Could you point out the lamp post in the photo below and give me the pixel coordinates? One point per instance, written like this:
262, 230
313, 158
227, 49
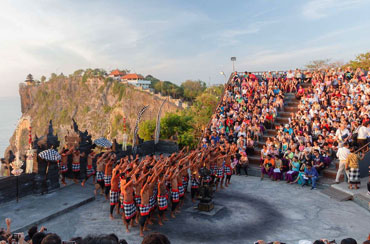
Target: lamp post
17, 171
223, 73
233, 59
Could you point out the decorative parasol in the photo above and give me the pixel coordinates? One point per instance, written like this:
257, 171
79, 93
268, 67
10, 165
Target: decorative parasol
103, 142
50, 155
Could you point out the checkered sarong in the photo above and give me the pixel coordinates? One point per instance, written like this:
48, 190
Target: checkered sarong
207, 179
213, 170
162, 202
114, 197
152, 202
76, 167
185, 182
220, 172
181, 191
175, 195
194, 183
227, 170
354, 176
63, 168
137, 200
130, 209
99, 176
107, 180
144, 209
90, 172
121, 200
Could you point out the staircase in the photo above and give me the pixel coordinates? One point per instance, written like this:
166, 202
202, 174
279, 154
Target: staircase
290, 106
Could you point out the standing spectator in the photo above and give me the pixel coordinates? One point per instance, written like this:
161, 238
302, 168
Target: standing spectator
310, 173
354, 169
342, 155
363, 134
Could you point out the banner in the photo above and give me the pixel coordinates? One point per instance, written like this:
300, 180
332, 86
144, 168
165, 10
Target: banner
158, 124
141, 112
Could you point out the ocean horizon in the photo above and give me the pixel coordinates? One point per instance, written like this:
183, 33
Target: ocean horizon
10, 108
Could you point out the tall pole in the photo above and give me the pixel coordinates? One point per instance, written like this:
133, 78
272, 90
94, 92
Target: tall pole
233, 59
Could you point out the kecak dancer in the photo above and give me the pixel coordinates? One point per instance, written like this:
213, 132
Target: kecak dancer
89, 168
76, 165
108, 174
100, 168
114, 191
63, 164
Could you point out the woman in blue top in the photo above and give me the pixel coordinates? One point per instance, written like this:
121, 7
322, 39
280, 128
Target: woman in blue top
294, 166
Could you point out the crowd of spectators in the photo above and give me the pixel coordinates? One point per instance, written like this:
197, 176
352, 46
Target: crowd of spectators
333, 113
40, 236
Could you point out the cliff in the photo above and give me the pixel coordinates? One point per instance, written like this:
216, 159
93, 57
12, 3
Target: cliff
98, 105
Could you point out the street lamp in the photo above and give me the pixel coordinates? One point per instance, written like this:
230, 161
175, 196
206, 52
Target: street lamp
233, 59
223, 73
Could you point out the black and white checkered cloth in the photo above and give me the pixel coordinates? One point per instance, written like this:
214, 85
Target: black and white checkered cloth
162, 202
130, 209
99, 176
220, 172
50, 155
181, 191
75, 167
63, 168
152, 202
175, 195
114, 197
354, 175
144, 209
90, 172
103, 142
107, 180
137, 200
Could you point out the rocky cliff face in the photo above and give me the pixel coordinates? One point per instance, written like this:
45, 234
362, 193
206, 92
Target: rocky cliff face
97, 105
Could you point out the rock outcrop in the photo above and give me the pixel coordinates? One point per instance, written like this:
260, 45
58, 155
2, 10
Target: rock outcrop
97, 105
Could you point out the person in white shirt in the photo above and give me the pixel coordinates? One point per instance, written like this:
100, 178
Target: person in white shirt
342, 155
363, 134
342, 134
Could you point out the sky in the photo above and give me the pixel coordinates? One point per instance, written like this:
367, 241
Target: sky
175, 40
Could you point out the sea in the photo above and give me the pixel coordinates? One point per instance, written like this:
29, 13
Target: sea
10, 113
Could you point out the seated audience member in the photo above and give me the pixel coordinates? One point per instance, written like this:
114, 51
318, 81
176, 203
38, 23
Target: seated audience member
51, 239
310, 174
155, 238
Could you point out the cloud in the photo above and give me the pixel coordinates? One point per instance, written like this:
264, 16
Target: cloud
318, 9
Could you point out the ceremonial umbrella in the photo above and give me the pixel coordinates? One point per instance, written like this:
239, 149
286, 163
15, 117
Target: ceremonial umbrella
50, 155
103, 142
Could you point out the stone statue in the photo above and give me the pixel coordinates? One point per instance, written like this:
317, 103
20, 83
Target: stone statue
29, 161
124, 142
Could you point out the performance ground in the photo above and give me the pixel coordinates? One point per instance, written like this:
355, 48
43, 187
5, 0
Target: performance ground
253, 210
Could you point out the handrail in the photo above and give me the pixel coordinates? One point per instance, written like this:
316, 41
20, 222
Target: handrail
367, 144
214, 111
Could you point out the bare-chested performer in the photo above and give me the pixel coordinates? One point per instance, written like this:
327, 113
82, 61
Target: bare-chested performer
76, 165
89, 168
162, 196
63, 164
145, 206
114, 191
108, 174
127, 190
100, 168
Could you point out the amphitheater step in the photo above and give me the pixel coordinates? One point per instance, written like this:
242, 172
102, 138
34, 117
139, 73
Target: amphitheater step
337, 194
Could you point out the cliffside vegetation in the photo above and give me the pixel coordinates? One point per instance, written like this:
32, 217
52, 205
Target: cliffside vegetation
185, 125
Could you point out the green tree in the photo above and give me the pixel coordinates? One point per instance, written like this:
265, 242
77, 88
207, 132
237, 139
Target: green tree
146, 129
318, 64
361, 61
192, 89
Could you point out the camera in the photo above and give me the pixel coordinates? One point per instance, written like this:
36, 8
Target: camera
16, 236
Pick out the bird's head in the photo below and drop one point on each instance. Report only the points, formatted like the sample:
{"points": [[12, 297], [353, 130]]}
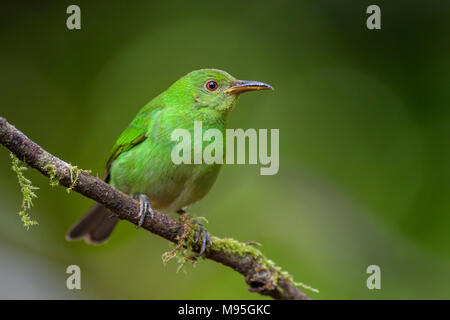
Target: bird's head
{"points": [[213, 88]]}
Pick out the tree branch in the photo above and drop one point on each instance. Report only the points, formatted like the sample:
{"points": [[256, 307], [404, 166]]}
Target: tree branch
{"points": [[260, 273]]}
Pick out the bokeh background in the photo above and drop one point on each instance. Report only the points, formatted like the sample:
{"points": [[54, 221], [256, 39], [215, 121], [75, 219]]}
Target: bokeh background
{"points": [[364, 123]]}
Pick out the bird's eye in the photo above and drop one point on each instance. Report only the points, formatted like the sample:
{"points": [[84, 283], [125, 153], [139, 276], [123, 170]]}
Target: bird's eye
{"points": [[211, 85]]}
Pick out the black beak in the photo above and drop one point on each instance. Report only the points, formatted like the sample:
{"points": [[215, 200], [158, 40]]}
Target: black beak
{"points": [[243, 86]]}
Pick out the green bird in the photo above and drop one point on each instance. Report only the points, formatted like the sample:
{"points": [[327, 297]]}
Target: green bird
{"points": [[140, 162]]}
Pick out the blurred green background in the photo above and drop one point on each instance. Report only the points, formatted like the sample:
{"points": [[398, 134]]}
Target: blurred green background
{"points": [[364, 125]]}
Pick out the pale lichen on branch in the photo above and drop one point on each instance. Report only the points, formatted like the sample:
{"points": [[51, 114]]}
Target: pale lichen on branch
{"points": [[26, 188]]}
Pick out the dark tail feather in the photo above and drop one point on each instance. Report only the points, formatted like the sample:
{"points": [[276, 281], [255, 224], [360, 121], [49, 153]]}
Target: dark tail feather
{"points": [[95, 226]]}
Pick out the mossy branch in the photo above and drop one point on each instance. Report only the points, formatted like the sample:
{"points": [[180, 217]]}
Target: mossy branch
{"points": [[260, 273]]}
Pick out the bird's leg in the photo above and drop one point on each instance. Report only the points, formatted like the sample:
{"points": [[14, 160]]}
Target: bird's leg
{"points": [[205, 234], [144, 208]]}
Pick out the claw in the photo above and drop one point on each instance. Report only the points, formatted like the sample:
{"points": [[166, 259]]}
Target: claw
{"points": [[205, 236], [144, 208]]}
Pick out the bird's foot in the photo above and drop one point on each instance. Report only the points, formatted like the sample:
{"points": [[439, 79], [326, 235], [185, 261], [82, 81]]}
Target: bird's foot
{"points": [[144, 208], [201, 230], [205, 237]]}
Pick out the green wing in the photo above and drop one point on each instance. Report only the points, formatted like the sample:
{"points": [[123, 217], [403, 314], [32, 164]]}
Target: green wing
{"points": [[133, 135]]}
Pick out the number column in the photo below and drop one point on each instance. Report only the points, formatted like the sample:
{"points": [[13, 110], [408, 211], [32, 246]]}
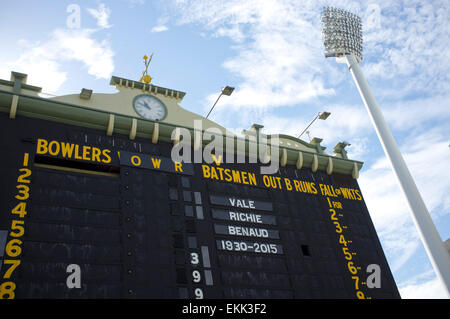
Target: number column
{"points": [[335, 211], [13, 243]]}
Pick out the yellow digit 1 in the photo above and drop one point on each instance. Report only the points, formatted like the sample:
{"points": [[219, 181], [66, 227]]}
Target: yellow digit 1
{"points": [[7, 290], [360, 295]]}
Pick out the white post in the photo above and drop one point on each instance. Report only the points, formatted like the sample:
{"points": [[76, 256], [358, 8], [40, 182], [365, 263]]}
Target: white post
{"points": [[433, 243]]}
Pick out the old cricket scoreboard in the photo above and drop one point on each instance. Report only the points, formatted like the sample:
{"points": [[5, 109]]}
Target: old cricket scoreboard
{"points": [[88, 185]]}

### Task requirements
Output an exact copy of the lines beginning at the one that holds "Pick out the yellow" and running through the final line of the records.

### The answer
Pick out the yellow digit 1 in the photo above and drop one point on each instance. Report only the points, formatted like the sample:
{"points": [[219, 181], [66, 227]]}
Target: yellow digit 1
{"points": [[7, 290], [360, 295]]}
Pick out the white post in the photo above and drop one point on each instance. Report only the points, formatted like the sample:
{"points": [[76, 256], [358, 8], [40, 182], [365, 263]]}
Target: white post
{"points": [[433, 243]]}
Pick out the old cricket scoreboard in the photo above and drop one point on each instance. Report only the points, formatted like the sample:
{"points": [[5, 109]]}
Target: old cricket scoreboard
{"points": [[88, 185]]}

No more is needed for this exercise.